• **Direction**
Please summarize the Language of Light assignment page below in two sentences.
* Start Excerpt provided *
Category Archives: ASSIGNMENT 4

Assignment 4 – The Language of Light

Revisit one of the exercises on daylight, artificial light or studio light from Part Four (4.2, 4.3 or 4.4) and prepare it for formal assignment submission:

  • Create a set of between six and ten finished images. For the images to work naturally as a series there should be a linking theme, for instance a subject, or a particular period of time.
  • Include annotated contact sheets of all of the photographs that you’ve shot for the exercise (see notes on the contact sheet in Part Three).
  • Assignment notes are an important part of every assignment. Begin your notes with an introduction outlining why you selected this particular exercise for the assignment, followed by a description of your ‘process’ (the series of steps you took to make the photographs).
  • Reference at least one of the photographers mentioned in Part Four in your assignment notes, showing how their approach to light might link in to your own work. Conclude your notes with a personal reflection on how you’ve developed the exercise in order to meet the descriptors of the Creativity criteria. Write 500–1,000 words.


I struggled with a focus for this assignment.  Following a discussion with my tutor, I approached the assignment with the thought that I would focus on Old Masters Paintings, trying to replicate the type of light (Exercise 4.4 .)found in these paintings using artificial light.  I researched and looked carefully at other photographers that had attempted a similar project.

Many of the photographers I explored seemed to try to replicate the painting as closely as possible at least in style and colour if not in content.  I felt that didn’t meet the “Creativity” guidance in the assignment brief.  Initially, I considered taking just one element of one of the paintings and deconstruct the shots of say a lemon or skull but in the end I decided to construct a “traditional” style shoot followed by a more “modern” approach using the same or similar compositions but the juxtaposition of ancient and modern.

By making this decision I was moving way out of my comfort zone, preferring to shoot in daylight or natural light.   Following my attempts at Exercise 4.4 and Ex Nihilo, I decided that proceeding with the assignment using controlled artificial light would be an ideal opportunity to improve my understanding of using lighting in photography.

The use of light in Old Masters paintings has always fascinated me as to how they achieved the romantic and idealistic results they did.  However, unlike photography where the camera reproduces what it sees, an artist can interpret the environment, change colours and shapes to suit the composition and the lighting in it if it improved the painting.
* End Excerpt provided *
* Start Record set *
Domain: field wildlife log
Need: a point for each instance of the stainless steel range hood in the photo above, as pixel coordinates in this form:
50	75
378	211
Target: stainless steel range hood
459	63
* End Record set *
• **Solution**
The brief asks for a Part Four lighting exercise to be reworked into six to ten linked images, with annotated contact sheets and 500–1,000 words of notes that cite a Part Four photographer and reflect on creativity. After struggling for a focus, the writer chose to recreate the light of Old Masters paintings with artificial light, pairing a "traditional" shoot with a more "modern" one, partly to improve their understanding of lighting beyond their usual daylight work.